======== Bloco de texto ========
Sou médico há 40 anos. Opções pessoais e políticas fizeram com que estivesse vários períodos sem exercer a profissão. Talvez por isso me tenha interrogado tantas vezes sobre o que pensarão os portugueses a respeito da Ordem dos Médicos (OM), que grau de informação têm sobre as funções que o Estado lhe atribuiu e que opinião fazem sobre a forma como ela defende o interesse público a que a lei a obriga. Interrogo-me apesar de saber que não há muitas outras instituições tão presentes na comunicação social como a OM. Os seus bastonários são supermediatizados, mais que muitas figuras do nosso jet set político. Mas, pergunto, tanta visibilidade tem significado mais transparência e mais conhecimento sobre ela?
A OM é uma associação pública profissional, a quem o Estado atribuiu um conjunto de competências e poderes que a Ordem deve exercer em benefício do interesse público. Não sei se todos os portugueses têm consciência de que são eles os primeiros destinatários das responsabilidades da OM. É a pensar neles que a Ordem deve atuar.
Este estatuto levanta um problema que, na minha opinião, está por resolver: quem escrutina a atuação da OM para além dos seus associados? Quem avalia se os seus recursos – muito circunscritos ao amadorismo dos seus membros, cujo empenho nunca é demais reconhecer – são suficientes para responder às exigentes funções públicas que exerce e se estão à altura da complexidade da prática médica e da sofisticação dos cuidados de saúde?
A OM, ao longo do tempo, tem defendido posições muito diferentes. Se pensarmos apenas nos anos da democracia – ignorando o percurso desde a sua fundação em 1938 ou dos seus primórdios em 1898 –, tivemos muitas “Ordens”: a do PREC que acabou em sindicato, a do 25 de Novembro onde se entrincheiraram os fascistas reciclados e os aliados do CDS contra o SNS e a Ordem dos tempos mais recentes que, depois de muitas voltas e contravoltas, abandonou a obstrução sistemática aos serviços públicos de saúde para se colocar no campo do SNS, ainda que com alguns intervalos.
======== Excertos dos registos ========
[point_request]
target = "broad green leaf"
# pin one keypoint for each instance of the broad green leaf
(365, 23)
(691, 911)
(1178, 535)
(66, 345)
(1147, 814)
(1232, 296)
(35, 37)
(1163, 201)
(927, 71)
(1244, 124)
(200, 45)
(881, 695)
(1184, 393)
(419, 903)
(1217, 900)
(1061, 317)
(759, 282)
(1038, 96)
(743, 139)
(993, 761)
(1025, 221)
========
### Trabalho pedido
No texto sobre a Ordem dos Médicos, que motivo apresenta quem escreve para se ter interrogado tantas vezes sobre o que os portugueses pensam da OM?

### Resolução do exercício
Quem escreve atribui isso, com um "talvez", ao facto de ter estado vários períodos sem exercer a profissão de médico. Esses afastamentos resultaram de opções pessoais e políticas.